◆ DIRECTIVE ◆
Show each line of the data that contains the word "every", treating uppercase and lowercase as different.

::: DATASET RECORDS

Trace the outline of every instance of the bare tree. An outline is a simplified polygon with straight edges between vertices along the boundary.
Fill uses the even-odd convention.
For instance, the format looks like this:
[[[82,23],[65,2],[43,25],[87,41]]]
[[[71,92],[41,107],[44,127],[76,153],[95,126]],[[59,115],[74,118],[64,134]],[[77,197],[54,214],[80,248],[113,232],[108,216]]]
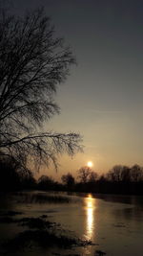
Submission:
[[[43,10],[24,17],[0,12],[0,154],[57,167],[57,154],[79,151],[76,133],[44,130],[59,107],[57,86],[75,63]]]

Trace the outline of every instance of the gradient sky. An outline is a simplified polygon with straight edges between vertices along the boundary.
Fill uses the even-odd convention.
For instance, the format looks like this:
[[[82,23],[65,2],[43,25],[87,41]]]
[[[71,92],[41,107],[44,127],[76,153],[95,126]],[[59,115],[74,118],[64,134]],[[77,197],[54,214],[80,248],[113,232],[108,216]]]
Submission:
[[[74,175],[88,160],[99,173],[143,165],[143,2],[13,0],[12,8],[21,13],[41,5],[78,63],[57,92],[61,114],[48,128],[80,132],[85,149],[72,160],[61,157],[56,175]]]

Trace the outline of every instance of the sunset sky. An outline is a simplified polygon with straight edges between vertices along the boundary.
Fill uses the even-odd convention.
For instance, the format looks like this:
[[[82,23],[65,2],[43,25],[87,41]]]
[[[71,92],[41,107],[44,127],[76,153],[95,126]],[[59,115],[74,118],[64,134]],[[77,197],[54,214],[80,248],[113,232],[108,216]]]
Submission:
[[[5,1],[4,1],[5,2]],[[12,4],[10,4],[12,2]],[[61,114],[48,128],[83,136],[84,153],[64,155],[56,176],[93,162],[143,165],[143,2],[140,0],[13,0],[16,13],[44,6],[56,35],[77,66],[56,95]],[[48,171],[53,175],[54,171]]]

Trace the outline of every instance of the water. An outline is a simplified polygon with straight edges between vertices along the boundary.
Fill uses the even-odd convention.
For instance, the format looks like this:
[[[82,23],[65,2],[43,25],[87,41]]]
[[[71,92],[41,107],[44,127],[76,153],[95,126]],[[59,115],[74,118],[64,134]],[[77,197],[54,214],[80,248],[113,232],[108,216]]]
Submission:
[[[36,193],[31,192],[27,195],[32,198]],[[50,221],[59,222],[64,229],[72,231],[72,234],[81,239],[92,240],[96,244],[72,249],[71,253],[93,256],[96,250],[102,250],[110,256],[143,255],[143,197],[75,193],[58,193],[59,195],[70,198],[70,202],[22,201],[20,195],[3,198],[1,212],[6,209],[22,211],[29,217],[47,214]],[[13,224],[1,224],[0,236],[11,237],[19,228],[15,228]],[[68,255],[69,251],[58,252]],[[38,251],[31,255],[40,254],[42,255]],[[50,252],[44,255],[50,255]]]

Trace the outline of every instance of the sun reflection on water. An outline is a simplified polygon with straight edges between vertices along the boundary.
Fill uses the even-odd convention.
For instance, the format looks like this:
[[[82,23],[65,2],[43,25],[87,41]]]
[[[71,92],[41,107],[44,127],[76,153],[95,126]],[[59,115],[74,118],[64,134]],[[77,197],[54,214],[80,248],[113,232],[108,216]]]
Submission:
[[[87,215],[87,226],[86,226],[86,237],[89,240],[92,240],[93,235],[93,222],[94,222],[94,215],[93,211],[95,208],[95,199],[92,198],[92,195],[89,194],[88,198],[85,198],[86,205],[86,215]]]

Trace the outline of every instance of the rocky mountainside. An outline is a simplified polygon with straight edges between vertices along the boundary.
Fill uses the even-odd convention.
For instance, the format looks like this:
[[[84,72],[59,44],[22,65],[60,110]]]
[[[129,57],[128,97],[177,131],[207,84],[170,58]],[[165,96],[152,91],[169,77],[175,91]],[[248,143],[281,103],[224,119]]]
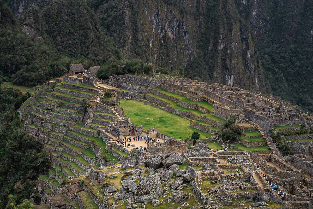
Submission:
[[[4,2],[63,55],[100,65],[139,58],[178,73],[182,67],[190,78],[279,94],[313,110],[311,1]]]

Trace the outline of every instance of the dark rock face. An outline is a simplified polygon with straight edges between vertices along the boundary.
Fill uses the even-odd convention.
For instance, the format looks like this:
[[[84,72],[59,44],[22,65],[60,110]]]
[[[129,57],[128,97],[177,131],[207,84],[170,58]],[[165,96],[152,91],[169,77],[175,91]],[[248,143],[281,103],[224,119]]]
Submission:
[[[163,165],[162,161],[170,154],[169,153],[159,153],[146,157],[143,161],[145,167],[157,169]]]
[[[151,202],[163,193],[161,180],[156,175],[151,175],[139,183],[135,190],[135,202]]]
[[[210,148],[205,144],[199,143],[191,148],[190,153],[192,157],[205,157],[210,156]],[[188,152],[189,150],[188,150]]]
[[[137,184],[132,181],[124,180],[122,181],[122,186],[127,192],[135,191]]]
[[[173,154],[164,160],[162,161],[162,163],[165,167],[168,167],[175,164],[181,165],[184,164],[185,161],[186,159],[176,154]]]

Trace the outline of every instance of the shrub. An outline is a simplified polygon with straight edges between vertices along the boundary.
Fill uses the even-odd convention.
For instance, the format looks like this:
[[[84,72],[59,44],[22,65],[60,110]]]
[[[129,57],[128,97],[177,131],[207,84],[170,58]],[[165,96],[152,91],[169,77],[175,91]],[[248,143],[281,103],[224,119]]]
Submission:
[[[107,98],[109,98],[110,97],[112,97],[113,96],[113,94],[112,93],[112,92],[110,92],[110,91],[106,91],[104,93],[104,95],[103,96]]]

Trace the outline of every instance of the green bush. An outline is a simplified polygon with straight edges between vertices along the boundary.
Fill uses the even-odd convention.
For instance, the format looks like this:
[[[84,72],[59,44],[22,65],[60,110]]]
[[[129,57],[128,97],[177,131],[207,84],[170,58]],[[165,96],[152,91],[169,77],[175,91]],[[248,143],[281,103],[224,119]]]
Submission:
[[[103,95],[103,96],[106,98],[109,98],[113,96],[113,94],[112,93],[112,92],[106,91],[105,92],[104,95]]]

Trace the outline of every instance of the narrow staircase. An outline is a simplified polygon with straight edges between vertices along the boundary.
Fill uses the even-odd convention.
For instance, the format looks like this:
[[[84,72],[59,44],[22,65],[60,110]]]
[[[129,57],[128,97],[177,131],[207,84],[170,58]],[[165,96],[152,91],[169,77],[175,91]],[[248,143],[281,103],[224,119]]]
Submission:
[[[120,114],[120,113],[119,113],[118,112],[116,111],[115,108],[112,107],[111,107],[110,106],[109,106],[109,107],[111,109],[111,110],[114,113],[114,114],[117,116],[117,118],[118,118],[118,121],[121,121],[125,120],[125,119],[122,118],[121,115]]]
[[[274,150],[274,148],[273,147],[273,146],[272,145],[272,143],[271,143],[270,141],[269,141],[269,139],[265,134],[265,132],[264,131],[264,130],[259,125],[258,126],[258,130],[262,134],[262,136],[266,140],[266,144],[267,144],[267,146],[271,149],[272,152],[273,153],[274,155],[278,157],[278,156],[277,155],[277,153],[276,153],[275,150]]]

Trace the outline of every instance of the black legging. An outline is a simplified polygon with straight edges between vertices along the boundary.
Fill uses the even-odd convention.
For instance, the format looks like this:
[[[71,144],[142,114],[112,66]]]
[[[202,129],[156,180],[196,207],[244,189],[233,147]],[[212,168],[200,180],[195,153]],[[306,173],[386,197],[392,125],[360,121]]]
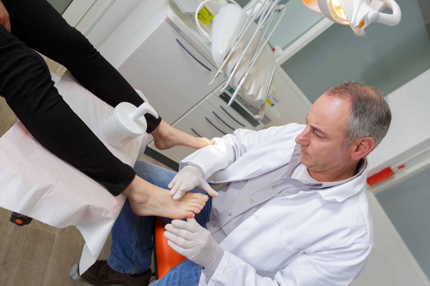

::::::

◆ TASK OUTPUT ◆
Trace the outline of every instance of the bare tree. An outline is a simplified polygon with straight edges between vertices along the boundary.
Trace the outline of every instance of the gradient sky. An outline is a simplified polygon with straight edges between vertices along the boundary.
Trace the outline of every instance of the sunset sky. An outline is a simplified polygon with straight edges between vertices along the boundary.
Trace the outline of every instance of the water. An outline is a simplified polygon with straight edges between vertices along the boundary.
Trace the outline of every instance of the sun reflection on water. An outline is a simplified polygon with straight edges between vertices along the boundary.
Trace the outline of every instance of the rocky mountainside. An outline is a simplified polygon with straight edges between vertices along the boundary.
Trace the outline of every instance of the dark rock face. An outline is a simplified polygon with straight edges between vertices along the boundary.
Trace the outline of every instance of the shrub. An outline is a simplified polygon with straight edges between vertices along the boundary.
Trace the outline of every instance of the green bush. An outline is a simplified polygon with straight edges between vertices along the boundary.
Trace the outline of every instance of the narrow staircase. An outline is a simplified polygon with straight edges between vertices along the boundary.
Trace the outline of every instance of the black legging. An outline is a simplified polygon with straight edges between vertices along the boundary.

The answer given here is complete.